DATA TO EXAMINE:
----
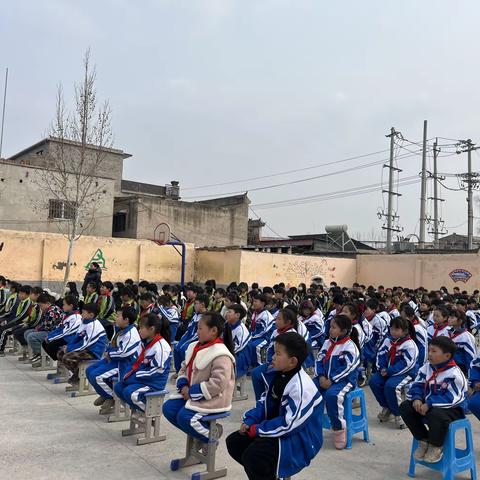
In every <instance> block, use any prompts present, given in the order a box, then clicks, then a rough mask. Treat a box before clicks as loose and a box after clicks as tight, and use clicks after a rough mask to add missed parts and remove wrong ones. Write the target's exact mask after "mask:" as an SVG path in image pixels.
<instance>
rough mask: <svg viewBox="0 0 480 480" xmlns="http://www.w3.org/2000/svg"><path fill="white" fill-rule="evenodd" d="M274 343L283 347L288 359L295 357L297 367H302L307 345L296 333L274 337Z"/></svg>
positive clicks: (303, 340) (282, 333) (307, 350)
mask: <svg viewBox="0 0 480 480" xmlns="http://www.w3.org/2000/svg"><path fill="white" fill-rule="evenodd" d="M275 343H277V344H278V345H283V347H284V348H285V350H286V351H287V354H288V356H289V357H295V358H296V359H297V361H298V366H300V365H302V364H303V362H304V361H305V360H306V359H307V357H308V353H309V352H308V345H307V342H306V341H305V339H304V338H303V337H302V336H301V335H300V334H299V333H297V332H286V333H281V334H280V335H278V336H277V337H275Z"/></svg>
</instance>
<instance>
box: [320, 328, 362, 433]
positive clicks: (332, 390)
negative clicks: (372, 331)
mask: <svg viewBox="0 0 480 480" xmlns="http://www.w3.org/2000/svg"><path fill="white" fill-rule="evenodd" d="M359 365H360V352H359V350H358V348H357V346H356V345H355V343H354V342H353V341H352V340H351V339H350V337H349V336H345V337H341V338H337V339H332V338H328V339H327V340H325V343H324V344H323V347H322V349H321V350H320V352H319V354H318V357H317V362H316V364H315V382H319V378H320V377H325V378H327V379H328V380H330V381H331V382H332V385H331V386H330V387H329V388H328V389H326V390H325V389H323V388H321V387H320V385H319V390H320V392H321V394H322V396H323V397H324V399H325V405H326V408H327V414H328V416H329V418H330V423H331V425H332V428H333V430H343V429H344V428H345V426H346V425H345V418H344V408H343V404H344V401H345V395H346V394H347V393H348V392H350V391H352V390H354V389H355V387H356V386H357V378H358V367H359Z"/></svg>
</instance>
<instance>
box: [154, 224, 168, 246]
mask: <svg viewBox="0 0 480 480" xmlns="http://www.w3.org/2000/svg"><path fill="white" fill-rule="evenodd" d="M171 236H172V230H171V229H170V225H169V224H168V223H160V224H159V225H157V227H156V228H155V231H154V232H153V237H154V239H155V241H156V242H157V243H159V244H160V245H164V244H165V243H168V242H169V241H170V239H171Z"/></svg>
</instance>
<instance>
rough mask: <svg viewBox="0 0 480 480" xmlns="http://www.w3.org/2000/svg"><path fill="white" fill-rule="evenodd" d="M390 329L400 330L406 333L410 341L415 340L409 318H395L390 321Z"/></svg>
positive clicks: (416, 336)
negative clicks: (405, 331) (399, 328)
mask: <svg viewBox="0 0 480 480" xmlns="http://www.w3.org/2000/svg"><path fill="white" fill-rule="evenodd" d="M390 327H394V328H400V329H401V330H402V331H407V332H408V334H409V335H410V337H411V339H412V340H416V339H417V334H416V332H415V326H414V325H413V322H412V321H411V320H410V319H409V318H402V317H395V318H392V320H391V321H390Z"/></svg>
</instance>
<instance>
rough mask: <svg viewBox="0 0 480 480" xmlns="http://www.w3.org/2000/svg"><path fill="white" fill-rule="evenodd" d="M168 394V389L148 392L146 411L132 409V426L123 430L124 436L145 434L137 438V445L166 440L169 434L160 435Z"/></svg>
----
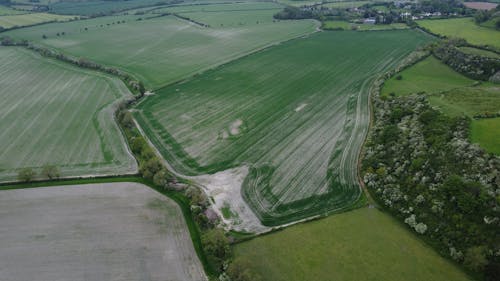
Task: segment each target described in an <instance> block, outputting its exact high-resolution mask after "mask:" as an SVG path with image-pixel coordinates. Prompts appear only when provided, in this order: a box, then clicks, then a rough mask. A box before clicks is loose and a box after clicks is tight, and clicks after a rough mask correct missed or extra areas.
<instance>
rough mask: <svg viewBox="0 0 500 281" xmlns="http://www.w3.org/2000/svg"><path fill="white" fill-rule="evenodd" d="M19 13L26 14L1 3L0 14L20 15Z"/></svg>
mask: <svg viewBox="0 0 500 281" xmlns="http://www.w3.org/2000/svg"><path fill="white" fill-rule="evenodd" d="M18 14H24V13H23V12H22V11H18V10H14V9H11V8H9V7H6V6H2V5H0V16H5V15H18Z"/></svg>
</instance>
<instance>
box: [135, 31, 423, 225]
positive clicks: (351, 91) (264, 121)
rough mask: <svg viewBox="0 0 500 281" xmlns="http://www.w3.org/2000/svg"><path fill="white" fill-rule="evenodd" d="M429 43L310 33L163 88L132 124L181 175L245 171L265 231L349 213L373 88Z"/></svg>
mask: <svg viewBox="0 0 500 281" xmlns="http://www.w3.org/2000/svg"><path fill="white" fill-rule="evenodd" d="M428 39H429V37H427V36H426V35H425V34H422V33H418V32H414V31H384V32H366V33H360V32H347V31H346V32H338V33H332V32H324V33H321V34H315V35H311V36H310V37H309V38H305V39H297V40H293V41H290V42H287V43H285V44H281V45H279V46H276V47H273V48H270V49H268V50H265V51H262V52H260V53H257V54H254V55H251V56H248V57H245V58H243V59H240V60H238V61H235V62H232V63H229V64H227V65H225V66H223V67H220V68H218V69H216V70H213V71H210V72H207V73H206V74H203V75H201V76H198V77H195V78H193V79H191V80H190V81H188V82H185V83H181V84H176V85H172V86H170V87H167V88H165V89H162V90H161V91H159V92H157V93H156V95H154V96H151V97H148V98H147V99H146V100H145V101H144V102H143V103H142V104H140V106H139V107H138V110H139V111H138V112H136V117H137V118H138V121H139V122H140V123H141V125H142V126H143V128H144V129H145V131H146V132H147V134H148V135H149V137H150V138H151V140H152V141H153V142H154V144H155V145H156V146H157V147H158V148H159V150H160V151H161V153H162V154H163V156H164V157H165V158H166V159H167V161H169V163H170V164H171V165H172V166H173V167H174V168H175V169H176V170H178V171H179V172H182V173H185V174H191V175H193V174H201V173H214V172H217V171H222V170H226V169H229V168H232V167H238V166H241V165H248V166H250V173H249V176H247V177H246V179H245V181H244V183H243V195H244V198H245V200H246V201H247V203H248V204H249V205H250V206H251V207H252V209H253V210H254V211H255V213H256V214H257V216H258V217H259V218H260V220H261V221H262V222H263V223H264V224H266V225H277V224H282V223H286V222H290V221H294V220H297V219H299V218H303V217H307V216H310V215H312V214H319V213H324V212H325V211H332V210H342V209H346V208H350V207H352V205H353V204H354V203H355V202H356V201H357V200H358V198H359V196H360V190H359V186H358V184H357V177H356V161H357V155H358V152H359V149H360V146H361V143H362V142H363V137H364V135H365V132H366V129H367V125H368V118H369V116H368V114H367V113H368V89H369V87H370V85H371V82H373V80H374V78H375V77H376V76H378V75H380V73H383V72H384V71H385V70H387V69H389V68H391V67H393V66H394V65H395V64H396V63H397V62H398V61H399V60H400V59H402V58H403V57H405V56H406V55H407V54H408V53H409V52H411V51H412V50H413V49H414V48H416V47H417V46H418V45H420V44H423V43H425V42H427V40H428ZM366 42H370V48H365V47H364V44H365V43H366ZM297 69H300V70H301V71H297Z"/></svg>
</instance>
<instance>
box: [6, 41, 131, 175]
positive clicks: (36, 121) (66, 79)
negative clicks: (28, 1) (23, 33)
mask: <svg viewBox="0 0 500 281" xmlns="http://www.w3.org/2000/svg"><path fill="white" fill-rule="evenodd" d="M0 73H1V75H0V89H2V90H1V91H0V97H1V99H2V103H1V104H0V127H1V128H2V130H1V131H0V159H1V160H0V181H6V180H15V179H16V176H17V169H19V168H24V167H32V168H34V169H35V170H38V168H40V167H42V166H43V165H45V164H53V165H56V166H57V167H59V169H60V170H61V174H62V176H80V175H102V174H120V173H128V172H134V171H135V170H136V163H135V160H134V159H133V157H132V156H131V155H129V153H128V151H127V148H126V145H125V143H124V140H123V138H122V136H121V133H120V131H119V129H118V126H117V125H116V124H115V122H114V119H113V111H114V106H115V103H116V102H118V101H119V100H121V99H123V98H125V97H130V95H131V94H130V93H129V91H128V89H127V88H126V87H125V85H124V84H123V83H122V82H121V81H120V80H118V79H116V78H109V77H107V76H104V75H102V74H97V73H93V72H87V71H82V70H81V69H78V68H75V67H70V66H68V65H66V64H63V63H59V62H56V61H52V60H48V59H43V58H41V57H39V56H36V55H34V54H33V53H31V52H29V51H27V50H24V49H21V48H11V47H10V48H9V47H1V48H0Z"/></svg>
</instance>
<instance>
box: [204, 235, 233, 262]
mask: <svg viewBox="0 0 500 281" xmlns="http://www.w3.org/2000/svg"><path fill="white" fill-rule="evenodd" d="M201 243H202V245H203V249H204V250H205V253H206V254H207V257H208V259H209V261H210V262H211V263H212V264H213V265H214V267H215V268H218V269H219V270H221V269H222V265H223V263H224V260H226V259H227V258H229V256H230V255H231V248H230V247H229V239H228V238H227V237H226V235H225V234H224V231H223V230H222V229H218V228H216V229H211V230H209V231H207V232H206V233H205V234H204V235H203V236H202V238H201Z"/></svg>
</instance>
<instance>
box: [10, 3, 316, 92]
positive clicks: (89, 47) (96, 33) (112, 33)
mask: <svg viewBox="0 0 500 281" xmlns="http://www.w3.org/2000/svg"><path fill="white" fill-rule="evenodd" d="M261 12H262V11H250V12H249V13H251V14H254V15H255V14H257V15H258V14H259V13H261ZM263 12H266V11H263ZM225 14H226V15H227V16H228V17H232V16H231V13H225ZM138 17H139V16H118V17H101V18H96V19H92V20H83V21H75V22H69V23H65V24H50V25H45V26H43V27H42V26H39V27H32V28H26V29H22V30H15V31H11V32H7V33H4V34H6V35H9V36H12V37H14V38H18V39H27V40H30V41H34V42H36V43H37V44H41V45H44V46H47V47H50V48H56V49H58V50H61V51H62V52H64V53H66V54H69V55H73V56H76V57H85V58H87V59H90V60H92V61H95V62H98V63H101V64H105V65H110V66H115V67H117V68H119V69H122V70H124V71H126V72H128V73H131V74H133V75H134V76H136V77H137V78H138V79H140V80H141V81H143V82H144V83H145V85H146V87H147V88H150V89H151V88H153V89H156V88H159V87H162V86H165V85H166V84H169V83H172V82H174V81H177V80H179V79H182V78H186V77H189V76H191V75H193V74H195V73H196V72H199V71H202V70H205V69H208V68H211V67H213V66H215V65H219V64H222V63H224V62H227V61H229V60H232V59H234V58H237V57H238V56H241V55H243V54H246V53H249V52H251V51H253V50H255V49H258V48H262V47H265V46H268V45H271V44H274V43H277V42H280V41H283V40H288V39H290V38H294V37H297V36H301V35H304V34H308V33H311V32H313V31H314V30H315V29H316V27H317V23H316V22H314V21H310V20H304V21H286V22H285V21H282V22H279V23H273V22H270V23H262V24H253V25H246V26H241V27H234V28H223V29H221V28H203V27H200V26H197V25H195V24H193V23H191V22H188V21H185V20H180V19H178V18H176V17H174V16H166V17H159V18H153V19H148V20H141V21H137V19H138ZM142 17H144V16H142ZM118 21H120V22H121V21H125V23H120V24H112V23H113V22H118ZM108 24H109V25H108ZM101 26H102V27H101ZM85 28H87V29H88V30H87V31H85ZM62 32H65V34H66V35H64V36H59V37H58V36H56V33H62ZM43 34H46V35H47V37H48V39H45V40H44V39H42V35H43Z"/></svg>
----
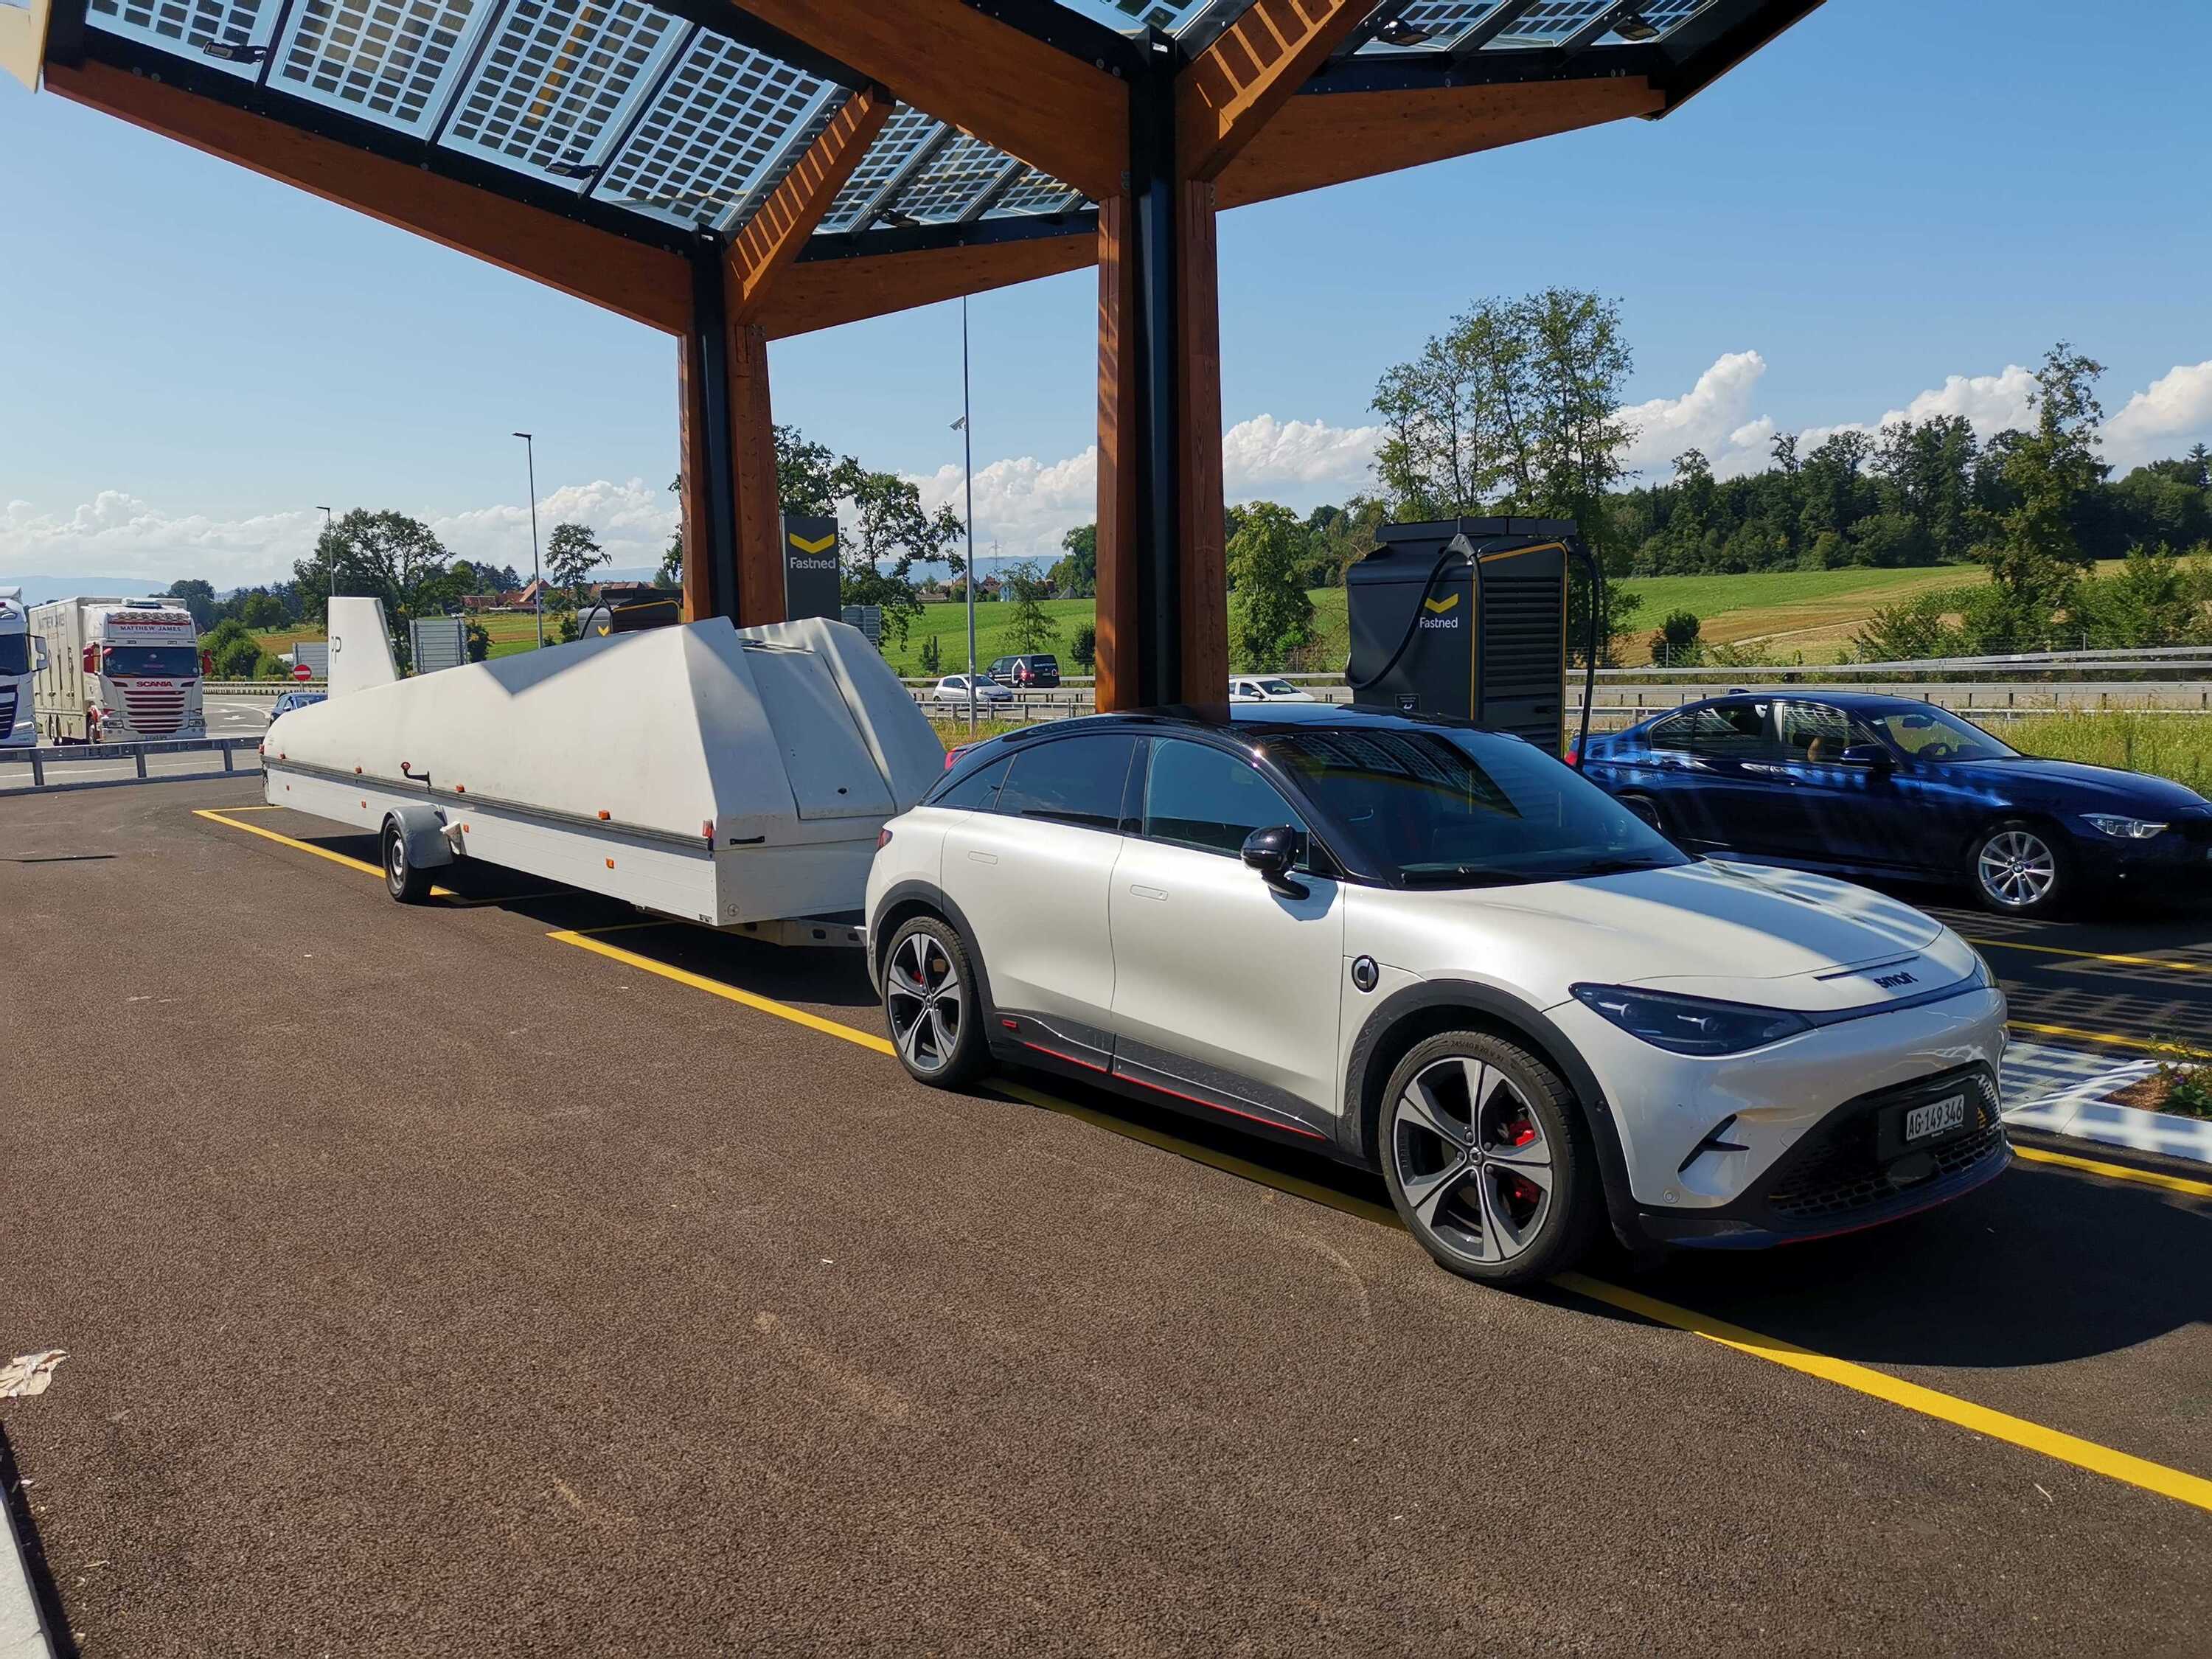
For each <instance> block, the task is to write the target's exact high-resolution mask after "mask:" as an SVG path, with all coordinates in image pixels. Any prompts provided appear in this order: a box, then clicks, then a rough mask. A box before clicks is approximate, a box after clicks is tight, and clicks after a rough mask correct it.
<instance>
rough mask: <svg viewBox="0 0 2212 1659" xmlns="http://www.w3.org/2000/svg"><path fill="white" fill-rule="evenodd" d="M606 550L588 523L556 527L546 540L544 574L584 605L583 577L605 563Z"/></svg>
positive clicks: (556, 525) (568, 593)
----
EXERCISE BRIEF: Every line above that holds the word "target" needs to be copied.

ANSWER BOX:
In every <instance> block, use any prompts present, given in the order a box, then clicks, then a rough mask. Treat a box before clicks as loose and a box after clicks as tight, and use clicks after a rough mask to add missed parts and remove wrong ones. Write the target's exact mask after "mask:" as an SVG path in image pixels.
Task: segment each target described in an <instance> block, outputting its exact high-resolution mask after "mask:" as an SVG path with image-pixel coordinates. Prompts appear only when provided, in this order: a box, then clicks, then a rough mask. A box before clicks is loose and a box after clicks is tight, and clicks after a rough mask correct missed or extra areas.
For each <instance> block, the task is to write the target's exact high-resolution mask after "mask:" as an SVG path, with all coordinates in image pixels. Any prompts provided appear in this order: a box, then clicks, then a rough mask. A box before clicks is approximate, a box after clicks is tight, and clicks after a rough mask correct it.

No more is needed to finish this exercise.